Bolívia: e os indígenas resistem ao golpe…

Dez dias (e 23 mortes) passaram-se, mas ultradireita não foi capaz de silenciá-los. Exilado, o vice-presidente descreve a caça às cholas, a ação das milícias, a traição dos generais. E a covardia da classe média, tropa de choque do racismo colonial

Por Álvaro García Linera* | Tradução: Simone Paz, em Outras Palavras

Feito densa neblina noturna, o ódio percorre ferozmente os tradicionais bairros de classe média urbana da Bolívia. Seus olhos transbordam de ira. Não gritam, cospem; não reclamam, impõem. Seus clamores não são pela esperança nem pela irmandade, são de desprezo e de discriminação contra os índios. Montam suas motos, sobem em suas caminhonetes, agrupam-se em suas confrarias e faculdades privadas e saem à caça dos índios atrevidos que tiveram a coragem de arrebatar-lhes o poder.

Na cidade de Santa Cruz, organizam quadrilhas motorizadas em suas 4×4, com porretes nas mãos para surrar índios — os quais eles chamam de collas [pessoa de traços indígenas ou de estrato social desfavorecido] e que vivem nos bairros marginais ou nos mercados. Cantam hinos sobre matar collas e, se no meio do caminho aparecer alguma mulher de pollera [saia rodada que é o traje tradicional das cholas bolivianas], ela é espancada, ameaçada e coagida a abandonar aquele território. 

Em Cochabamba organizam comboios para impor sua supremacia racial na zona sul, onde habitam as classes abastadas, e hostilizam — como se fossem um destacamento da cavalaria — milhares de mulheres camponesas indefesas, que marcham pedindo paz. Em mãos, levam tacos de beisebol, correntes, granadas de gás. Alguns até exibem armas de fogo. Mulheres são suas vítimas preferidas, pegam uma prefeita de uma comunidade campesina para humilhá-la e arrastá-la pela rua: batem nela, urinam nela quando cai no chão, cortam-lhe o cabelo, ameaçam linchá-la e, quando percebem que estão sendo filmados, resolvem jogar tinta vermelha nela, simbolizando o que farão com o sangue dela.

Em La Paz, desconfiam de suas empregadas e ficam em silêncios quando elas levam a comida à mesa, no fundo, sentem medo delas, mas também as desprezam. Depois, saem às ruas para gritar, insultando Evo e, com ele, a todos os índios que ousaram construir uma democracia intercultural com igualdade. Quando são muitos, arrastam a bandeira wiphala, cospem e pisam nela, para cortá-la e queimá-la. É uma raiva visceral a que descarregam sobre esse símbolo indígena que gostariam de eliminar da face da terra, junto com todos aqueles que se reconhecem nele.

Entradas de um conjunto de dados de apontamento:
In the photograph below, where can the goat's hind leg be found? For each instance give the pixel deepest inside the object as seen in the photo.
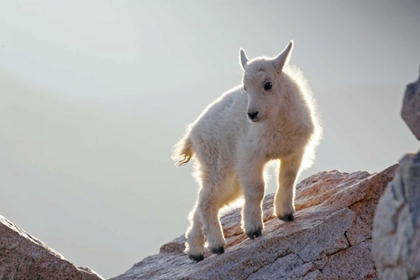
(208, 207)
(284, 205)
(195, 237)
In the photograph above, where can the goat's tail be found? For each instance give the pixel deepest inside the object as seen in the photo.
(183, 151)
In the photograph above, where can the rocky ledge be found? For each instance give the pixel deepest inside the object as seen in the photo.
(22, 256)
(329, 239)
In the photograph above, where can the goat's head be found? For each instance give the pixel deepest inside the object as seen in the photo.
(261, 83)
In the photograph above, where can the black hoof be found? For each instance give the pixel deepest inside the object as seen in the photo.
(197, 258)
(219, 250)
(254, 234)
(287, 218)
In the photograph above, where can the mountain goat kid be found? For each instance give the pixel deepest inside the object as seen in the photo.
(270, 117)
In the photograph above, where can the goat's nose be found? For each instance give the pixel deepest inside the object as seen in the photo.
(252, 115)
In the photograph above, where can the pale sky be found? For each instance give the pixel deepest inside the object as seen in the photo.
(94, 94)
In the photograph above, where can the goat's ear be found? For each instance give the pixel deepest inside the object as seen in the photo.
(243, 59)
(283, 58)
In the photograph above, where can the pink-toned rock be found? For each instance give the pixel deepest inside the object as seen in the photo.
(329, 239)
(396, 232)
(23, 257)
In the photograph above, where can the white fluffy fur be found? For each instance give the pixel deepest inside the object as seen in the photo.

- _ENUNCIADO A_
Traduza para o inglês a frase "Seus olhos transbordam de ira.", do trecho sobre a Bolívia.
- _ENUNCIADO B_
Reescreva o trecho sobre a Bolívia entre "Feito densa neblina" e "arrebatar-lhes o poder.", inclusive, substituindo "motos" por "bicicletas".
- _ENUNCIADO C_
Por favor, continue o texto sobre a Bolívia a partir do ponto em que ele termina.

- _RESULTADO A_
Their eyes overflow with rage.

- _RESULTADO B_
Feito densa neblina noturna, o ódio percorre ferozmente os tradicionais bairros de classe média urbana da Bolívia. Seus olhos transbordam de ira. Não gritam, cospem; não reclamam, impõem. Seus clamores não são pela esperança nem pela irmandade, são de desprezo e de discriminação contra os índios. Montam suas bicicletas, sobem em suas caminhonetes, agrupam-se em suas confrarias e faculdades privadas e saem à caça dos índios atrevidos que tiveram a coragem de arrebatar-lhes o poder.

- _RESULTADO C_
O ódio racial é a linguagem política dessa classe média tradicional. De nada adiantam seus títulos acadêmicos, viagens e fé, se no fim tudo dilui-se perante sua linhagem. No fundo, a estirpe imaginada prevalece e parece alinhada com a linguagem espontânea da pele que odeia, dos gestos viscerais e de sua moral corrompida.

Tudo eclodiu no domingo, dia 20, quando Evo Morales ganhou as eleições com mais de 10 pontos de diferença sobre o segundo colocado, mas já não mais com a imensa vantagem de antigamente nem com o 51% dos votos. Foi o sinal que as forças regressivas esperavam, tanto o temeroso candidato liberal da oposição quanto as forças políticas ultraconservadoras, a OEA e a nefasta classe média tradicional.

Novamente, Evo tinha ganhado, mas já não contava com o 60% do eleitorado, então, estava enfraquecido e podiam ir para cima dele. O perdedor não reconheceu sua derrota. A OEA falou em eleições limpas, porém, com uma vitória tímida, e pediu segundo turno — sugerindo ir contra a Constituição, que indica que, se um candidato tem mais do que 40% dos votos e mais de dez pontos de diferença sobre o segundo lugar, é o candidato eleito.

Assim, a classe média se jogou na caça aos índios. Na noite de segunda-feira, dia 21, queimaram cinco dos nove órgãos eleitorais, incluindo as cédulas de votação. A cidade de Santa Cruz decretou uma paralisação civil que articulou os habitantes das regiões centrais da cidade, se espalhando para as regiões residenciais de La Paz e Cochabamba. E então, foi desatado o terror.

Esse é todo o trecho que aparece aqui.